## What to do
Extract each line of the data below exactly as written.

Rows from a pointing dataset
************

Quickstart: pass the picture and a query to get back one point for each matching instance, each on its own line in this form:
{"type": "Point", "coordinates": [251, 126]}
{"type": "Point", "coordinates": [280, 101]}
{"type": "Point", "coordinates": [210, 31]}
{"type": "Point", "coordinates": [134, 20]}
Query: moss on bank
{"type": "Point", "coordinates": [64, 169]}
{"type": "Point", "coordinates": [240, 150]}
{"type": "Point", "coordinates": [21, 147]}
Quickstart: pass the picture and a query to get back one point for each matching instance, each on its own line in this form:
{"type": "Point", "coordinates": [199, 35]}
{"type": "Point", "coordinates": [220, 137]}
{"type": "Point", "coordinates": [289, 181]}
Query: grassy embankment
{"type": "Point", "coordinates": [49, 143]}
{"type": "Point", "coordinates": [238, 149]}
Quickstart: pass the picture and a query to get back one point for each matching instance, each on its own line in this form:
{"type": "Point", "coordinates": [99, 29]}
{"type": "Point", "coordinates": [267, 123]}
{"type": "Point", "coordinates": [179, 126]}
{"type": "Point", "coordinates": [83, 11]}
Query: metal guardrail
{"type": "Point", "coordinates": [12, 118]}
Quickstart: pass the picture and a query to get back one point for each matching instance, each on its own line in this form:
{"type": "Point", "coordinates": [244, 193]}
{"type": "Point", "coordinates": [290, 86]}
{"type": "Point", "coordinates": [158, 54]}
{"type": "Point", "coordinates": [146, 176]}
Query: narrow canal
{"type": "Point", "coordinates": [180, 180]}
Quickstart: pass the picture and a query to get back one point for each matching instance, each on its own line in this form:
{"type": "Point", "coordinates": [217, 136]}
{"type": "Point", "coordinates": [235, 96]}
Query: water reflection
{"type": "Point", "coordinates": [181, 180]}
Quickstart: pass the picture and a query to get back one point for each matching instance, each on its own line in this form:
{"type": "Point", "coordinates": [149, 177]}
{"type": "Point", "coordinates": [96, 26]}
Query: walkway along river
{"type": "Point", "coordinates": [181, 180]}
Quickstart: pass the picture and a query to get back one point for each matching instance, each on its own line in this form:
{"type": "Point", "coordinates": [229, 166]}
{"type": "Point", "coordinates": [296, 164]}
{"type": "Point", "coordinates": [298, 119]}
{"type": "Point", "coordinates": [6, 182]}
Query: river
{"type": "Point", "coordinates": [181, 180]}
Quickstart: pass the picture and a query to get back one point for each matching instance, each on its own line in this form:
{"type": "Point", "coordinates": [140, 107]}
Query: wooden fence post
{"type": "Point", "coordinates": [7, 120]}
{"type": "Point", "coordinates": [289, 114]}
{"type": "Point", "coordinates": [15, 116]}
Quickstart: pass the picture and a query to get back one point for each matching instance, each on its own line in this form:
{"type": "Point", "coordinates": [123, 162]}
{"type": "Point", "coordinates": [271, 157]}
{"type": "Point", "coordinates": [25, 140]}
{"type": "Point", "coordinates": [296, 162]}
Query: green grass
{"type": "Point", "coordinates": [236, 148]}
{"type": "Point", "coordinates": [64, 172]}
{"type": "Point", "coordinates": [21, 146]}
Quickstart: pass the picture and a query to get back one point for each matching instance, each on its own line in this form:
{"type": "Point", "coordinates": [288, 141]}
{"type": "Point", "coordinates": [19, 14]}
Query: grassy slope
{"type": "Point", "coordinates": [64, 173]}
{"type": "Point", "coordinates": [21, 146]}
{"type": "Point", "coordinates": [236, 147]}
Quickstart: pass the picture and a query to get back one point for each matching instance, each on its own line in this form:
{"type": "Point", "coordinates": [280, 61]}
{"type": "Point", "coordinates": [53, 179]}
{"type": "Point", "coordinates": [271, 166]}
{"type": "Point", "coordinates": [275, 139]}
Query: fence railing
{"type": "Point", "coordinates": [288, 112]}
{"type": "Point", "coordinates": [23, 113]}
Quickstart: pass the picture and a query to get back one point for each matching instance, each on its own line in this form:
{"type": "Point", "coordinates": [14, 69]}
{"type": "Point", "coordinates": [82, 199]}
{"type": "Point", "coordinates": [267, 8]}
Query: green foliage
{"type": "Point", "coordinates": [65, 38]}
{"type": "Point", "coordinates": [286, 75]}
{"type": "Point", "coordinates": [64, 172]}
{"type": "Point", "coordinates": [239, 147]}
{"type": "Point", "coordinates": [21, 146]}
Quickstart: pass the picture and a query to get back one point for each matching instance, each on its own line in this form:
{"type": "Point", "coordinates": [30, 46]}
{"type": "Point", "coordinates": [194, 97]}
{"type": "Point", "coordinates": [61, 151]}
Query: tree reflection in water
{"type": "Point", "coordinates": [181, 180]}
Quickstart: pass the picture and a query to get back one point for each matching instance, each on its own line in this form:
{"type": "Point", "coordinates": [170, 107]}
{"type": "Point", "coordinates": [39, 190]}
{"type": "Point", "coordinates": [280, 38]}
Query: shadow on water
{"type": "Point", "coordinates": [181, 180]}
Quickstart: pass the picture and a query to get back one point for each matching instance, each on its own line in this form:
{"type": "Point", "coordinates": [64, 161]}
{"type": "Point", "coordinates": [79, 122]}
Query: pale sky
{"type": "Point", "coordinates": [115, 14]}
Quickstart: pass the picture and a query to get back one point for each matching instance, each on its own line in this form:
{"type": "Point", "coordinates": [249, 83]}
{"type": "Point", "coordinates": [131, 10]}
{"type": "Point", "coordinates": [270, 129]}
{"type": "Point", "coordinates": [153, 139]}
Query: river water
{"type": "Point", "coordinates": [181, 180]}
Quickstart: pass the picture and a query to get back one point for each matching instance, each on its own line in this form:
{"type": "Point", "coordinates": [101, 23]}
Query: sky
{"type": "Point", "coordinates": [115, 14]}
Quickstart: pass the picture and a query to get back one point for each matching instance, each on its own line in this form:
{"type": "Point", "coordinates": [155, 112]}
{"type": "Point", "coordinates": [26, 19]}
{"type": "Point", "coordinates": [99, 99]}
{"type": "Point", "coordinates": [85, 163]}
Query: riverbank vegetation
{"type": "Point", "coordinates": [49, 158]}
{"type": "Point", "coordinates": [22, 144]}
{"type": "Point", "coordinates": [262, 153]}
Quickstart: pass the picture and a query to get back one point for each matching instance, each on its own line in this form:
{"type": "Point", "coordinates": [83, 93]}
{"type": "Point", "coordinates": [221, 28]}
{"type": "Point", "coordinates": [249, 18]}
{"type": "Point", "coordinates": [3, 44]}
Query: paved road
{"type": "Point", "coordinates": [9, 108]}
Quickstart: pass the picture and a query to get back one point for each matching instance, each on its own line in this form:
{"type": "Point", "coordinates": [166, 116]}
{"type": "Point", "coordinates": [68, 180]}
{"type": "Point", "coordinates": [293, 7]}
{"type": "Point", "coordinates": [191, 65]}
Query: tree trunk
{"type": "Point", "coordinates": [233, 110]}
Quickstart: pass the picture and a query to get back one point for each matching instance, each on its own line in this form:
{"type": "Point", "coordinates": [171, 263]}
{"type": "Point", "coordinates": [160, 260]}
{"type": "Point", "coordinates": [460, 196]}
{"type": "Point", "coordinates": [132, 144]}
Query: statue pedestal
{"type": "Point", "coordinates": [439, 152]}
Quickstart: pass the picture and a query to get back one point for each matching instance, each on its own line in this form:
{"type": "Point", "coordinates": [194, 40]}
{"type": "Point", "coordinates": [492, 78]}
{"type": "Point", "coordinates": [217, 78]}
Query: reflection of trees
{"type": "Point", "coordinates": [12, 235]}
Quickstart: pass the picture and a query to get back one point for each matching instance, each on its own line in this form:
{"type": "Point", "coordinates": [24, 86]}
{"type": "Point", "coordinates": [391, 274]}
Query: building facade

************

## Task result
Quickstart: pass the picture and a query to get back one point for each matching instance, each on its own line in this form:
{"type": "Point", "coordinates": [251, 126]}
{"type": "Point", "coordinates": [280, 101]}
{"type": "Point", "coordinates": [210, 31]}
{"type": "Point", "coordinates": [134, 20]}
Query: moss on bank
{"type": "Point", "coordinates": [64, 169]}
{"type": "Point", "coordinates": [240, 150]}
{"type": "Point", "coordinates": [21, 147]}
Quickstart: pass the picture and a query to get back one point for each matching instance, each on its own line in this form:
{"type": "Point", "coordinates": [199, 35]}
{"type": "Point", "coordinates": [220, 137]}
{"type": "Point", "coordinates": [289, 181]}
Query: grassy embankment
{"type": "Point", "coordinates": [49, 143]}
{"type": "Point", "coordinates": [238, 149]}
Quickstart: pass the picture and a query to get back one point for each matching instance, each on its own line in this form:
{"type": "Point", "coordinates": [99, 29]}
{"type": "Point", "coordinates": [267, 123]}
{"type": "Point", "coordinates": [179, 126]}
{"type": "Point", "coordinates": [83, 11]}
Query: metal guardrail
{"type": "Point", "coordinates": [12, 118]}
Quickstart: pass the picture and a query to get back one point for each matching instance, each on its own line in this form:
{"type": "Point", "coordinates": [244, 193]}
{"type": "Point", "coordinates": [290, 86]}
{"type": "Point", "coordinates": [158, 54]}
{"type": "Point", "coordinates": [146, 176]}
Query: narrow canal
{"type": "Point", "coordinates": [180, 180]}
Quickstart: pass the picture and a query to get back one point for each matching instance, each on its own line in this form:
{"type": "Point", "coordinates": [217, 136]}
{"type": "Point", "coordinates": [235, 96]}
Query: water reflection
{"type": "Point", "coordinates": [181, 180]}
Quickstart: pass the picture and a query to get back one point for each matching instance, each on its own line in this form:
{"type": "Point", "coordinates": [149, 177]}
{"type": "Point", "coordinates": [96, 26]}
Query: walkway along river
{"type": "Point", "coordinates": [181, 180]}
Quickstart: pass the picture and a query to get back one point for each matching instance, each on its own line in this form:
{"type": "Point", "coordinates": [229, 166]}
{"type": "Point", "coordinates": [296, 164]}
{"type": "Point", "coordinates": [298, 119]}
{"type": "Point", "coordinates": [6, 182]}
Query: river
{"type": "Point", "coordinates": [181, 180]}
Quickstart: pass the picture and a query to get back one point for each matching instance, each on its own line in this form:
{"type": "Point", "coordinates": [140, 107]}
Query: wooden fence post
{"type": "Point", "coordinates": [7, 120]}
{"type": "Point", "coordinates": [289, 114]}
{"type": "Point", "coordinates": [15, 116]}
Quickstart: pass the picture and a query to get back one point for each matching instance, each on its own line in this form:
{"type": "Point", "coordinates": [123, 162]}
{"type": "Point", "coordinates": [271, 157]}
{"type": "Point", "coordinates": [25, 140]}
{"type": "Point", "coordinates": [296, 162]}
Query: green grass
{"type": "Point", "coordinates": [236, 148]}
{"type": "Point", "coordinates": [64, 172]}
{"type": "Point", "coordinates": [21, 146]}
Quickstart: pass the picture and a query to get back one point for each matching instance, each on its own line in this form:
{"type": "Point", "coordinates": [288, 141]}
{"type": "Point", "coordinates": [19, 14]}
Query: grassy slope
{"type": "Point", "coordinates": [64, 173]}
{"type": "Point", "coordinates": [21, 146]}
{"type": "Point", "coordinates": [236, 147]}
Quickstart: pass the picture and a query to get back one point for each matching instance, each on its own line in this form:
{"type": "Point", "coordinates": [280, 61]}
{"type": "Point", "coordinates": [53, 179]}
{"type": "Point", "coordinates": [271, 166]}
{"type": "Point", "coordinates": [275, 139]}
Query: fence railing
{"type": "Point", "coordinates": [288, 112]}
{"type": "Point", "coordinates": [23, 113]}
Quickstart: pass the picture and a query to get back one point for each matching instance, each on its own line in this form:
{"type": "Point", "coordinates": [14, 69]}
{"type": "Point", "coordinates": [82, 199]}
{"type": "Point", "coordinates": [267, 8]}
Query: green foliage
{"type": "Point", "coordinates": [65, 38]}
{"type": "Point", "coordinates": [286, 75]}
{"type": "Point", "coordinates": [64, 172]}
{"type": "Point", "coordinates": [239, 147]}
{"type": "Point", "coordinates": [21, 146]}
Quickstart: pass the picture and a query to get back one point for each matching instance, each on its own line in this form:
{"type": "Point", "coordinates": [30, 46]}
{"type": "Point", "coordinates": [194, 97]}
{"type": "Point", "coordinates": [61, 151]}
Query: tree reflection in water
{"type": "Point", "coordinates": [181, 180]}
Quickstart: pass the picture and a query to get back one point for each matching instance, each on its own line in this form:
{"type": "Point", "coordinates": [170, 107]}
{"type": "Point", "coordinates": [39, 190]}
{"type": "Point", "coordinates": [280, 38]}
Query: shadow on water
{"type": "Point", "coordinates": [181, 180]}
Quickstart: pass the picture and a query to get back one point for each matching instance, each on its own line in this form:
{"type": "Point", "coordinates": [64, 161]}
{"type": "Point", "coordinates": [79, 122]}
Query: pale sky
{"type": "Point", "coordinates": [115, 14]}
Quickstart: pass the picture and a query to get back one point for each matching instance, each on its own line in this form:
{"type": "Point", "coordinates": [249, 83]}
{"type": "Point", "coordinates": [131, 10]}
{"type": "Point", "coordinates": [270, 129]}
{"type": "Point", "coordinates": [153, 139]}
Query: river water
{"type": "Point", "coordinates": [181, 180]}
Quickstart: pass the picture and a query to get back one point for each matching instance, each on its own line in this form:
{"type": "Point", "coordinates": [101, 23]}
Query: sky
{"type": "Point", "coordinates": [115, 14]}
Quickstart: pass the picture and a query to get back one point for each matching instance, each on its own line in this form:
{"type": "Point", "coordinates": [155, 112]}
{"type": "Point", "coordinates": [26, 19]}
{"type": "Point", "coordinates": [99, 99]}
{"type": "Point", "coordinates": [85, 163]}
Query: riverbank vegetation
{"type": "Point", "coordinates": [49, 158]}
{"type": "Point", "coordinates": [22, 144]}
{"type": "Point", "coordinates": [262, 153]}
Quickstart: pass the picture and a query to get back one point for each matching instance, each on its own line in this form:
{"type": "Point", "coordinates": [83, 93]}
{"type": "Point", "coordinates": [221, 28]}
{"type": "Point", "coordinates": [249, 18]}
{"type": "Point", "coordinates": [3, 44]}
Query: paved road
{"type": "Point", "coordinates": [9, 108]}
Quickstart: pass the picture and a query to get back one point for each matching instance, each on its own line in this form:
{"type": "Point", "coordinates": [166, 116]}
{"type": "Point", "coordinates": [68, 180]}
{"type": "Point", "coordinates": [293, 7]}
{"type": "Point", "coordinates": [191, 65]}
Query: tree trunk
{"type": "Point", "coordinates": [233, 110]}
Quickstart: pass the picture and a query to get back one point for each matching instance, each on its own line in this form:
{"type": "Point", "coordinates": [171, 263]}
{"type": "Point", "coordinates": [160, 260]}
{"type": "Point", "coordinates": [460, 196]}
{"type": "Point", "coordinates": [132, 144]}
Query: statue pedestal
{"type": "Point", "coordinates": [439, 152]}
Quickstart: pass the picture and a query to get back one point for each matching instance, each on its own line in this form:
{"type": "Point", "coordinates": [194, 40]}
{"type": "Point", "coordinates": [492, 78]}
{"type": "Point", "coordinates": [217, 78]}
Query: reflection of trees
{"type": "Point", "coordinates": [12, 235]}
Quickstart: pass the picture and a query to get back one point for each matching instance, each on its own line in this form:
{"type": "Point", "coordinates": [24, 86]}
{"type": "Point", "coordinates": [391, 274]}
Query: building facade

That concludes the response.